Source: " Birth-Control: Women's Conference Debate: Need for Rural Reconstruction, The Hindu, Dec 31 1935."


BIRTH-CONTROL

Trivandrum Dec. 31

The question of imparting instruction in methods of birth-control through recognised clinics evoked considerable discussion at this morning's session of the All-India Women's Conference.

The resolution (which as already reported was passed by a majority) reiterated the conference's previous resolutions supporting the necessity for instruction in methods of birth-control through recognised clinics and called upon all constituencies for the conference to make special efforts to induce municipalities and other organizations for maternity and child welfare to open centres to impart such knowledge to those who were in need of it.

The resolution was moved by Mrs. Anna Chandy (Travancore). She said that the Travancore constituency had passed a resolution that clinics were undesirable as very little was known about clinics. All were agreed as to the necessity for control of births and there was difference of opinion regarding the means. Mr. Gandhi and other religious leaders advocated continence, but many felt that this was impossible for ordinary people. She discussed the opposition view and stated that clinics could refuse information to unmarried women if it was thought that it would spread immorality among unmarried women. Travancoreans had more confidence in the morality of their unmarried women and in the larger interests of the nation, benefits of the system must be availed of. It was not as harmful as yearly births.

> INFORMATION SHOWN
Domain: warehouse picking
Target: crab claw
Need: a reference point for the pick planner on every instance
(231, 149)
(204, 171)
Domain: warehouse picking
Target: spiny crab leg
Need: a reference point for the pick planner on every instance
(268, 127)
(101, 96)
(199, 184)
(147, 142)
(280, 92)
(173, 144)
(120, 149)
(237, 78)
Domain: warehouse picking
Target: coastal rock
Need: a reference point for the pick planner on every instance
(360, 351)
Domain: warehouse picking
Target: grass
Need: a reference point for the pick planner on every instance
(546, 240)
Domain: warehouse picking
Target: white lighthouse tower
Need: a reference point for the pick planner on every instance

> PROBLEM
Continue the 1935 newspaper report on the birth-control debate at the All-India Women's Conference, starting after its last sentence.

> RESPONSE BELOW
Mrs. S.N. Ray (Bengal), seconding the resolution, stressed the fact that the question was not whether to impart this knowledge or not as it was being diffused widely through newspapers and advertisements, but it was to decide whether scientific knowledge was to be imparted or to allow harmful results on account of ignorance of methods. Birth-spacing was not birth-prevention.

OPPOSITION VIEW

Miss D. H. Watts (Travancore) opposing, said India was on the threshold of new life and to start extreme measures would be harmful to the country and the State. The Conference was nine years old and had plenty of work to do. The stability and existence of the Conference should not be risked by extreme steps. None was against the word "birth-control." But they were opposed to the word as it was used at present. Brahmins of ancient India had small families, but they did not use artificial means. If they system was good, why was there so much propaganda? Spiritual strength was acquired by self-control and not indulgence. National discipline was impossible with self-indulgence.

Mrs. Lakshmi N. Menon (Lucknow) answered the objections raised by Miss Watts and said that there was no hope of improving the lives of people if the population was not limited. Control did not mean prevention. Continence was impossible for the masses. All good causes needed propaganda. They wanted a healthy race which can provide for its children.

Miss Rosemeyer (Travancore), opposing, said that contraception was used as a method to escape control. President Roosevelthad called it racial suicide.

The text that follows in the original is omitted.